Continue the text about actor and narrator Anthony Hirst below, picking up right after its final sentence.

>> Start EXTRACT PROVIDED

Anthony Hirst (born 21 January 1967) is an English actor, theatre director and narrator best known for playing Mike Barnes on the soap opera Hollyoaks and in Coronation Street as Paul Kershaw, the love interest of Eileen Grimshaw. Hirst also narrates the UK version of How It's Made, shown on Quest and the Discovery channels, and various programmes for Channel 4.

Filmography 
Hirst's acting roles include Mike Barnes from Hollyoaks, Martin Gooch from The Ghost Squad and Steve Kingsley from Holby City. He has narrated TV documentaries such as Blueprint for Disaster, 2005, The Garage, Smash Lab, and How It's Made since 2001. He also narrates some of the programme trailers on Fox and Channel 4. Hirst appeared as a fireman called Paul on Coronation Street during the show's 50th anniversary in December 2010. Paul returned to Coronation Street as a regular character during October 2011. It was revealed on 24 February 2013 that Hirst would be leaving Coronation Street in 2013 at the end of his contract. In 2014, Tony Hirst narrated two seasons of Food Factory and in 2015 narrated season 1 of Home Factory both on Discovery science.

>> End EXTRACT PROVIDED
>> Start RECORDS SUPPLIED

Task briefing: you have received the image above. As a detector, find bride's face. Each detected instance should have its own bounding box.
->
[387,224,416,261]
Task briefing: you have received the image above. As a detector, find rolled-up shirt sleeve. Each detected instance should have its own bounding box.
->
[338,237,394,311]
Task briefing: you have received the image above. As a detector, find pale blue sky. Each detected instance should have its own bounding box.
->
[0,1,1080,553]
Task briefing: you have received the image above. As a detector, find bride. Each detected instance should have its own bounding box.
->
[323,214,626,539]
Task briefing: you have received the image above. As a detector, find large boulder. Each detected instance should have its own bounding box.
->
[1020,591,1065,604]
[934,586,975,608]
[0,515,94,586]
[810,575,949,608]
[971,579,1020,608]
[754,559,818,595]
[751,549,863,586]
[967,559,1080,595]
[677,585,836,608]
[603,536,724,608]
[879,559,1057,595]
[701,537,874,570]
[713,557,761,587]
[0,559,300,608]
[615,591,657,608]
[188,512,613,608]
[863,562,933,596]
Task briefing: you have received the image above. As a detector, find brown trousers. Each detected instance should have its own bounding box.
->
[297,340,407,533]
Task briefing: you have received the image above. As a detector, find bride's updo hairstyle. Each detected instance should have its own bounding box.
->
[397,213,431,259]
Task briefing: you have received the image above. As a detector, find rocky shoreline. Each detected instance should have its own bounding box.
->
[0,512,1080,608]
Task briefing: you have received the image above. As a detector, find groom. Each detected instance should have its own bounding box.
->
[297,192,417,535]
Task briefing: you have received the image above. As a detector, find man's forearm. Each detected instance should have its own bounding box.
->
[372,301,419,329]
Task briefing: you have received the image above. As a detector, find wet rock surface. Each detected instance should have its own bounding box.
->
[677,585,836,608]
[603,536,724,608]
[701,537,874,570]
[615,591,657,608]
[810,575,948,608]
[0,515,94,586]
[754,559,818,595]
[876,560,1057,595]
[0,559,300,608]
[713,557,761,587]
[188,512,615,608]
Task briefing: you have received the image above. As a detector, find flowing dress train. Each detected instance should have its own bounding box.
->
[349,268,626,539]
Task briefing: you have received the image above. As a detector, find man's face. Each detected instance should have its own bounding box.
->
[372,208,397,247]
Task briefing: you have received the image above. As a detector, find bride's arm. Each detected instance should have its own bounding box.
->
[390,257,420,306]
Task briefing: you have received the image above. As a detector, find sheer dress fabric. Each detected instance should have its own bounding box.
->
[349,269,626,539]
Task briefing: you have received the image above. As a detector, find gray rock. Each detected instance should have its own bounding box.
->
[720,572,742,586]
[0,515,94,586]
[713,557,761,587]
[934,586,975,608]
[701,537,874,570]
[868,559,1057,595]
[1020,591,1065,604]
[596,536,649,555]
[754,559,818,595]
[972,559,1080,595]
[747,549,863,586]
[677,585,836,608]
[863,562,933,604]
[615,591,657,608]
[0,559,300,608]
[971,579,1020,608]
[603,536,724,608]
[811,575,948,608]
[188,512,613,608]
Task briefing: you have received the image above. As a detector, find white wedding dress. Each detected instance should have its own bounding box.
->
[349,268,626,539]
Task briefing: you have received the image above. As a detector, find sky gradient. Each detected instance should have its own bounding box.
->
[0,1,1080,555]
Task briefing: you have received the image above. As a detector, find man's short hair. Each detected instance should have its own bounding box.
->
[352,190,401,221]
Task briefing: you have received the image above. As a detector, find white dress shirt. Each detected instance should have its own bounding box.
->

>> End RECORDS SUPPLIED

• [OUTPUT FOR THIS TASK]:
Other TV appearances 

Hirst appeared on Ready Steady Cook, on BBC Two on 5 March 2008, and lost to Zoë Lister, who played Zoe Carpenter in Hollyoaks. He played the part of Rom, a Roman man, on CBBC children's history programme The Romans in Britain shown on BBC2 and "Uncle Jake" in the BBC children's programme "The World Around Us". He played the part of a policeman in the first series of the Channel 4 show Shameless. He appeared on the Channel 4 show No Angels as an "ambulance chaser" in the first series.

Hirst narrates Benefits Street and the UK versions of Mike Rowe'''s Dirty Jobs and How It's Made'' on Discovery channels and Murder, Mystery and My Family on BBC. Hirst portrays a man sent back from the future to warn of an impending alien invasion in an ad being aired on Discovery Science to promote their Out of this World campaign.

Theatre 
Hirst produced two one-man shows touring the UK during the summer and autumn 2008, including four weeks at the Edinburgh Fringe Festival. The first play "Wombman", written and performed by Ricky Payne, which Hirst also directed and the second "Wacker Murphy's Bad Buzz" written and performed by Edwin Mullane.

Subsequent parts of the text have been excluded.